**What is expected:** Return every line of the entries that contains the word "light". Case counts.

**Working data:**
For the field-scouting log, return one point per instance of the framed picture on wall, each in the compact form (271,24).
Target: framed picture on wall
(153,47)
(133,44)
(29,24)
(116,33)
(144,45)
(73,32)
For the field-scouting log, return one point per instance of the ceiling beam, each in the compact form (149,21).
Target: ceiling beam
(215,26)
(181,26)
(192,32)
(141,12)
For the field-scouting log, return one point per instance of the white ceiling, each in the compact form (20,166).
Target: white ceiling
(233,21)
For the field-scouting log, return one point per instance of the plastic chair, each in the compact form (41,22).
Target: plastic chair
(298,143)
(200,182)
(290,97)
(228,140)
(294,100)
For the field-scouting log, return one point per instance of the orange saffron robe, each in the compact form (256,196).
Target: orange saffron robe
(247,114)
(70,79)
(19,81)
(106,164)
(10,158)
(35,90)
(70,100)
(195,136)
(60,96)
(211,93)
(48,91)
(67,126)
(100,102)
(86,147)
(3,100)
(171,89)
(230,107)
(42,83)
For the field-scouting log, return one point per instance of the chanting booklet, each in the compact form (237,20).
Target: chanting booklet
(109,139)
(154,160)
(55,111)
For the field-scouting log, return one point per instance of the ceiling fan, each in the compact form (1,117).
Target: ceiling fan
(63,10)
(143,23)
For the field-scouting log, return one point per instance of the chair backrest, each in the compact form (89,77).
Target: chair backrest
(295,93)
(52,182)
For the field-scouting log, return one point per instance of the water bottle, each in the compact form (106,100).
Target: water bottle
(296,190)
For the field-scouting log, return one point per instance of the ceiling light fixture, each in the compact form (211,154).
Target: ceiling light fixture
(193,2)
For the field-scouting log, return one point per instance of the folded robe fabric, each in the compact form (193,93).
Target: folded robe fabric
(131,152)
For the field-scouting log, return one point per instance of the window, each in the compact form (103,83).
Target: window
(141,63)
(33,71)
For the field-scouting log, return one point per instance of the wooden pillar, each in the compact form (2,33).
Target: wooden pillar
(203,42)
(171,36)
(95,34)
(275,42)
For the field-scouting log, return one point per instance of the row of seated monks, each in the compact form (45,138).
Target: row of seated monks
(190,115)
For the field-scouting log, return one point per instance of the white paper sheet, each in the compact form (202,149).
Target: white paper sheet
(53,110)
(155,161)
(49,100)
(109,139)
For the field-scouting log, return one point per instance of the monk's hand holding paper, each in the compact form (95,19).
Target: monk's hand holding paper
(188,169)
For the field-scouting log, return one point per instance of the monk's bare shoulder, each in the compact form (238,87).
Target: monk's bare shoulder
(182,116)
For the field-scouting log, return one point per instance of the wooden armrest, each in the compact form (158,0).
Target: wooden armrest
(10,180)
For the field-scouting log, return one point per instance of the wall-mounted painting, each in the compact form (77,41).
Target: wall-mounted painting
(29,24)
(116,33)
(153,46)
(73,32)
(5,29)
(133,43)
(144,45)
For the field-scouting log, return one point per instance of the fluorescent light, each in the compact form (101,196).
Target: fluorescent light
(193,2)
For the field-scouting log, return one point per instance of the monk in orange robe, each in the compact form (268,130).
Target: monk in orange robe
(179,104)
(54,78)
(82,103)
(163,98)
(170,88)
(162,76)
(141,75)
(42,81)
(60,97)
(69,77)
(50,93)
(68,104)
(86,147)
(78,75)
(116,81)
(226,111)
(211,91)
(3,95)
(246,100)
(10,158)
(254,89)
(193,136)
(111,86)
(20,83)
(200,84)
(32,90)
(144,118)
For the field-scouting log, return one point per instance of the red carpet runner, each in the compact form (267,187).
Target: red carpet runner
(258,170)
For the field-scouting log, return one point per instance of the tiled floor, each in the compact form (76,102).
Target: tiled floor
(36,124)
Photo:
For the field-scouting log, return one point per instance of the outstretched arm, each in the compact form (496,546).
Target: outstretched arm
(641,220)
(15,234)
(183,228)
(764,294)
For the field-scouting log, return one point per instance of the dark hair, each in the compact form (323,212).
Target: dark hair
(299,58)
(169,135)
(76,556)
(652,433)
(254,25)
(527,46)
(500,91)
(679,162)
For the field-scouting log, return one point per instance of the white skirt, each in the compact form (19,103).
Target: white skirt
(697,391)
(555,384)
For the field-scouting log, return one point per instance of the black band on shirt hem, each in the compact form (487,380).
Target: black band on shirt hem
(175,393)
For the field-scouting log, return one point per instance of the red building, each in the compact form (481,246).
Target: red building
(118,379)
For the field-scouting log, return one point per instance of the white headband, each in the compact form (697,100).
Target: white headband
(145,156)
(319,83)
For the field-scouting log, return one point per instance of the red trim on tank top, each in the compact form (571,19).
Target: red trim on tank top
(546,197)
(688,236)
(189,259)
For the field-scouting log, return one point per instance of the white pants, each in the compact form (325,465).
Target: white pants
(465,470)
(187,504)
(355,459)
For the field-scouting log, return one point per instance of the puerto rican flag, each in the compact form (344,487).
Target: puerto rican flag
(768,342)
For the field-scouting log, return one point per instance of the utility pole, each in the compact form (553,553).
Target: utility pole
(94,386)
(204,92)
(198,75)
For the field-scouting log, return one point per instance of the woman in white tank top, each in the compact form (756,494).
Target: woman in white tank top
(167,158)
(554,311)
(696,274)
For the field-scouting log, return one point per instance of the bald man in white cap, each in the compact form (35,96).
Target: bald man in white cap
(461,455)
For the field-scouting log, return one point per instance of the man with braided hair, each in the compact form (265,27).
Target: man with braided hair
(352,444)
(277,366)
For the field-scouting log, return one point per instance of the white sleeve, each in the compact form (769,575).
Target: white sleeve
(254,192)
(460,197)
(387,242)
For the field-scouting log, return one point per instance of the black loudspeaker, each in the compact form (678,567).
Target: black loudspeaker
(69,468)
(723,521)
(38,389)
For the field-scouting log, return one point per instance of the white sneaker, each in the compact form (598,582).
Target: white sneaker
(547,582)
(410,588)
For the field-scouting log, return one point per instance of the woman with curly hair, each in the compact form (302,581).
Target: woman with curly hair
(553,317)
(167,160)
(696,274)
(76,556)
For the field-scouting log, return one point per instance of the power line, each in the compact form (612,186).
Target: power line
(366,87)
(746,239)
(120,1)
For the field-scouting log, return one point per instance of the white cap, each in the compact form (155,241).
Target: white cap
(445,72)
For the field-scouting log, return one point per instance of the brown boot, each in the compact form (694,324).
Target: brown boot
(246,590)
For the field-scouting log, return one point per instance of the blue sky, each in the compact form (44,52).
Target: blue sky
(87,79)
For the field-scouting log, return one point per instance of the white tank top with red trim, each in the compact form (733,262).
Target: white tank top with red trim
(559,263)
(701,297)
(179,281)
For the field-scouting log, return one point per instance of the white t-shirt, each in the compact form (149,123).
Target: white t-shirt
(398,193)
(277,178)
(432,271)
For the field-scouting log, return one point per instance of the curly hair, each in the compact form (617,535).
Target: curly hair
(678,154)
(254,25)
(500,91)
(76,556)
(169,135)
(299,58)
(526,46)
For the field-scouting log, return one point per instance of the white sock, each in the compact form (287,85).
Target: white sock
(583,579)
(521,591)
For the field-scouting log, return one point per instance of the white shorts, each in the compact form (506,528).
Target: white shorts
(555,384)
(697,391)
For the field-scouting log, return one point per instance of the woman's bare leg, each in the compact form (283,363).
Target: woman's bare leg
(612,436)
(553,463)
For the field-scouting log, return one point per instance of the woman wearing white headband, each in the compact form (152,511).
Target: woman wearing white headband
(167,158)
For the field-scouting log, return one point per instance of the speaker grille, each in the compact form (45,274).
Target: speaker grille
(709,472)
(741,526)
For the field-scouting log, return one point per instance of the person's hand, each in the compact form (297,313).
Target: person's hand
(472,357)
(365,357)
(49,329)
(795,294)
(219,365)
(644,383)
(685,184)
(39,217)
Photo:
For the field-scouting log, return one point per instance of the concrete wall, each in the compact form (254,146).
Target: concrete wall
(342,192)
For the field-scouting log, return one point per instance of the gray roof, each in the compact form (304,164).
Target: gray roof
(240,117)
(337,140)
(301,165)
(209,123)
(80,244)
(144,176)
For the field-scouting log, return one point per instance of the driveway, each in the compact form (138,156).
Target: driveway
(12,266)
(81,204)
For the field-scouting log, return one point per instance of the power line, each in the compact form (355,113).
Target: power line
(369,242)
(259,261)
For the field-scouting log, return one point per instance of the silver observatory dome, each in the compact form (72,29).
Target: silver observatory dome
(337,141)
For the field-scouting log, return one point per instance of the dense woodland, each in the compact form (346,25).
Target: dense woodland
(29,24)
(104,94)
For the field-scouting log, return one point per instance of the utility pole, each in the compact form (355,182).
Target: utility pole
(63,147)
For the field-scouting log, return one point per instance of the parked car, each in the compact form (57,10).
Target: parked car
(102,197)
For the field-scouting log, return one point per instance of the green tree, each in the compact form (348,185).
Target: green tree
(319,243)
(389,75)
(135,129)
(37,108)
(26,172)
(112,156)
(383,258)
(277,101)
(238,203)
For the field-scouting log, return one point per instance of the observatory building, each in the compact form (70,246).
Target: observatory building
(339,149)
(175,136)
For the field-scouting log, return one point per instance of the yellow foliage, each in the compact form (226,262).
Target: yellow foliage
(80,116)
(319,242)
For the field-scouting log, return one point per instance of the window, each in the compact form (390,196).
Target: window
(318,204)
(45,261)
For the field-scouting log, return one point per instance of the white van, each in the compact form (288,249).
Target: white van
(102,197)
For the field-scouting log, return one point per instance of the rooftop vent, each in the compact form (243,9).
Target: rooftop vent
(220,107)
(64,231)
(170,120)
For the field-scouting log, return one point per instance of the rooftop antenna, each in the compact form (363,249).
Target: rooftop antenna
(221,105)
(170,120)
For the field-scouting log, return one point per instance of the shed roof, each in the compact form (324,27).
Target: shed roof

==

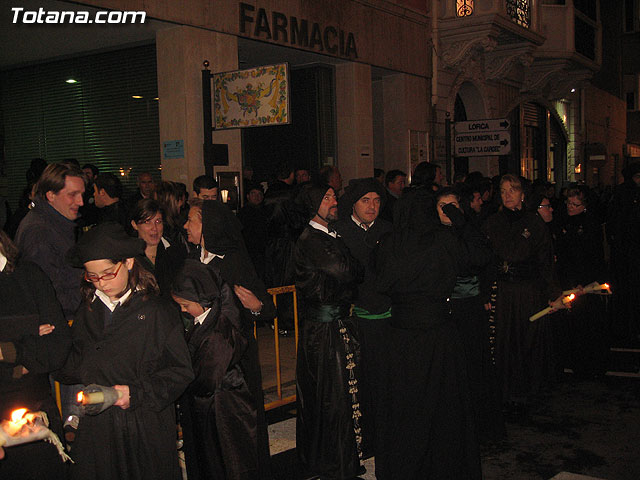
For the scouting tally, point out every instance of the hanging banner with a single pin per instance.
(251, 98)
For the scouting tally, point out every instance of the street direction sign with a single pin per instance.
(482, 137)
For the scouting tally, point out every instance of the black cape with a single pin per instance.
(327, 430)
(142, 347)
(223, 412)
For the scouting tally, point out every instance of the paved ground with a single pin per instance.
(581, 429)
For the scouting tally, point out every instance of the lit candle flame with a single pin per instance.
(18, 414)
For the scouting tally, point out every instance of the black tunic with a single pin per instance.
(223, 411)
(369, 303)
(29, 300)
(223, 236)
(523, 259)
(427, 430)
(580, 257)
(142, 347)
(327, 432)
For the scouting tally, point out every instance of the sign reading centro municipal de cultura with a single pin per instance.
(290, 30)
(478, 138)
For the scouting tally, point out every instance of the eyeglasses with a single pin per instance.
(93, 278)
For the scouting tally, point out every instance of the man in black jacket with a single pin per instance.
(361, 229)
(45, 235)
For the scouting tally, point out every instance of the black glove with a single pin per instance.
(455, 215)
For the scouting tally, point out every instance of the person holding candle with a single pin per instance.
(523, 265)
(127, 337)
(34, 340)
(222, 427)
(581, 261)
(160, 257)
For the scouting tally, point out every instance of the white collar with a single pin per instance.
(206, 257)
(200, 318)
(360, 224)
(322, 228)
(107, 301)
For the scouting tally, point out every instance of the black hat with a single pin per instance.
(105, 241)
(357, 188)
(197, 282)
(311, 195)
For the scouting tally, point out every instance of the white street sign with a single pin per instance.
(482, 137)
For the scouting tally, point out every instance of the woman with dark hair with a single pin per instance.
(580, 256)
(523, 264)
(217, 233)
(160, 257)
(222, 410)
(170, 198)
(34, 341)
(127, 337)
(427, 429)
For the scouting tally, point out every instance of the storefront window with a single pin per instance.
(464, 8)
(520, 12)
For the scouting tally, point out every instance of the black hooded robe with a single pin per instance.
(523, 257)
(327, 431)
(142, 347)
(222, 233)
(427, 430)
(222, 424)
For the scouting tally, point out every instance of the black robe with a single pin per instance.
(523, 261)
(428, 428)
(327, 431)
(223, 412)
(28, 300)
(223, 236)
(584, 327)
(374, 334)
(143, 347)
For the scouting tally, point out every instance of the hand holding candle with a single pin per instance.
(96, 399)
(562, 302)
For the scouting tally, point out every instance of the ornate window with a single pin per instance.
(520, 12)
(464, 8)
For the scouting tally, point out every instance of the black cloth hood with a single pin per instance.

...

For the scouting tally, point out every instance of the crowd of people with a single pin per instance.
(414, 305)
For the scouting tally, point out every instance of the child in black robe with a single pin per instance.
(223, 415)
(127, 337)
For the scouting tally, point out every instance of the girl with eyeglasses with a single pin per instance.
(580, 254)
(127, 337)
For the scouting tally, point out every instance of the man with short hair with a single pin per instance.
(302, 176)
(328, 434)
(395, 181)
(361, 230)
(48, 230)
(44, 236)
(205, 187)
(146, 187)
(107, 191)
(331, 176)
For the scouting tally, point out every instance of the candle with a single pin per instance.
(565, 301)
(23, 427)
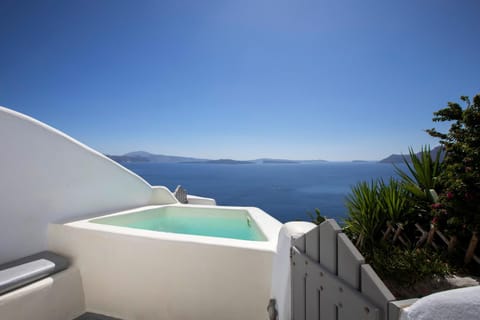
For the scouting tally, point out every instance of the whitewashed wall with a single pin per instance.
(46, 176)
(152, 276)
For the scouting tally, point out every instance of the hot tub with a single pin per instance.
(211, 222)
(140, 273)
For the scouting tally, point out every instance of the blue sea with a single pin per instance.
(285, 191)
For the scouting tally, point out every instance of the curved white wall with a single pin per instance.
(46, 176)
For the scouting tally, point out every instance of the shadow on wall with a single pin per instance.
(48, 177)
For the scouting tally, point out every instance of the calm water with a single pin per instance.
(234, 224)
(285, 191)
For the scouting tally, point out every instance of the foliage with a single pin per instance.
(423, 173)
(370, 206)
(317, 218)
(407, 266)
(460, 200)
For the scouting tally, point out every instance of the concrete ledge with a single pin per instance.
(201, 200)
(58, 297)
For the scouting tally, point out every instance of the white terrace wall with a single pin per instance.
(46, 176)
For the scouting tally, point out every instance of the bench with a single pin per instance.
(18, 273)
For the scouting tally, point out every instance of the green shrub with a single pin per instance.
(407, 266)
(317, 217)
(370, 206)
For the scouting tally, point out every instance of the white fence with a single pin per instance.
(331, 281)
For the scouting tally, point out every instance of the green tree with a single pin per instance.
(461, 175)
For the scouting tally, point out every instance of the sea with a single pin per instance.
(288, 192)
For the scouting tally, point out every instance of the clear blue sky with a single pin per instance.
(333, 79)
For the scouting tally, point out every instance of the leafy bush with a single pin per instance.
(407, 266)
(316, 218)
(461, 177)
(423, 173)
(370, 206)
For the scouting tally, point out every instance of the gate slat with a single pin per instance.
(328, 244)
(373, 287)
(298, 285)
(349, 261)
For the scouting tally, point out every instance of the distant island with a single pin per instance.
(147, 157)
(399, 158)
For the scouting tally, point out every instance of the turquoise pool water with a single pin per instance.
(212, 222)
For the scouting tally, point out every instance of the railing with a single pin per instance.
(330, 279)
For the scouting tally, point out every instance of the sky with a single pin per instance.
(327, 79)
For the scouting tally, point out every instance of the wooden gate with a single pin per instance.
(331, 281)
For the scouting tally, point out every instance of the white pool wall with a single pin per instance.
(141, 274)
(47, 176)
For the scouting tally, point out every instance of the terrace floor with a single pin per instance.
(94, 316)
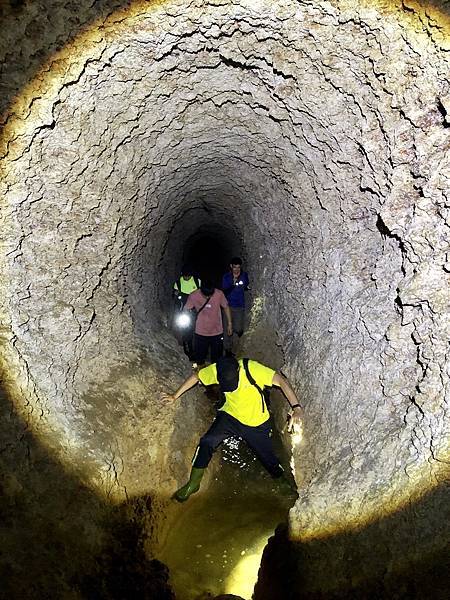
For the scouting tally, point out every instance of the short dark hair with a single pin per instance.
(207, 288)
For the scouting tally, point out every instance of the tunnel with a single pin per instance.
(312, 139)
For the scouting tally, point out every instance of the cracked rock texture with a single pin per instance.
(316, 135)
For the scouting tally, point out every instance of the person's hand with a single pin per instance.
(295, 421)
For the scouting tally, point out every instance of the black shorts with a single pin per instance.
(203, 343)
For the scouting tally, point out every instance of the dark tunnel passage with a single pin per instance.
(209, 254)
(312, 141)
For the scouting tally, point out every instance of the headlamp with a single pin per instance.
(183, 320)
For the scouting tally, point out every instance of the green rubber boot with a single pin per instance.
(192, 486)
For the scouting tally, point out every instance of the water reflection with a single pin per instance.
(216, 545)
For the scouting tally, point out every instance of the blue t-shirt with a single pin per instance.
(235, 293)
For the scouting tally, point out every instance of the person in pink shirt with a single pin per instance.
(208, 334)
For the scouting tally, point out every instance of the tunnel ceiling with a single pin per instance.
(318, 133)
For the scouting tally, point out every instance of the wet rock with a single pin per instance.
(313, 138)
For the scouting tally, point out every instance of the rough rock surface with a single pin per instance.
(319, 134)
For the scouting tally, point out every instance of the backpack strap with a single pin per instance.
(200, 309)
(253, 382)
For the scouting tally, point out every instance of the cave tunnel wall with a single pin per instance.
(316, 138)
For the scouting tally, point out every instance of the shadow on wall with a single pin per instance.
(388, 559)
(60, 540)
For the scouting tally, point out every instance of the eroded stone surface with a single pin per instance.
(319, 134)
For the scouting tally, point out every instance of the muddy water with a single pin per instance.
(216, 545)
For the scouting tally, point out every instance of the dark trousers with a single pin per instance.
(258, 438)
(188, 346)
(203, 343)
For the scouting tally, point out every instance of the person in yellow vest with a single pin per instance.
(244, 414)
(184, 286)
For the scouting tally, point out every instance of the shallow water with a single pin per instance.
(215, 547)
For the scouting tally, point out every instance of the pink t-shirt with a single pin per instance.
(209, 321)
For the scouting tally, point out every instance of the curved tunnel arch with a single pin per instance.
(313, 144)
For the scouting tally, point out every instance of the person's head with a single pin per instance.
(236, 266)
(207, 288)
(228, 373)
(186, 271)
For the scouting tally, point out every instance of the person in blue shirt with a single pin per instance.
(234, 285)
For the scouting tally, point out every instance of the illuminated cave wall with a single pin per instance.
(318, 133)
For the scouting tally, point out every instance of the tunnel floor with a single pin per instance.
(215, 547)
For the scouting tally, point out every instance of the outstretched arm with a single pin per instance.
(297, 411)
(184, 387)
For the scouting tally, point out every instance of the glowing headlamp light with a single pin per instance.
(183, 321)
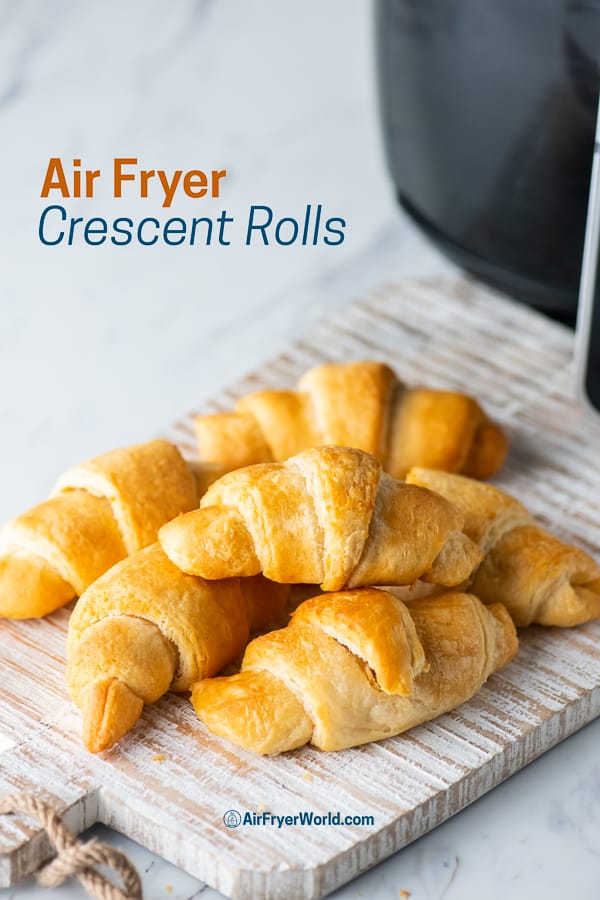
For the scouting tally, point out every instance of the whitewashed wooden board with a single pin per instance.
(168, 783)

**Answer to the task:**
For the field-scouting log, return one point per instance of the ceiling light fixture, each in the compact form (211,154).
Target: ceiling light fixture
For the field-scouting log, return one point per instance of the fluorescent light, each in the compact form (101,196).
Target: fluorescent light
For the scouting tally, point out every instance of the glowing headlamp light with a single pin per instance.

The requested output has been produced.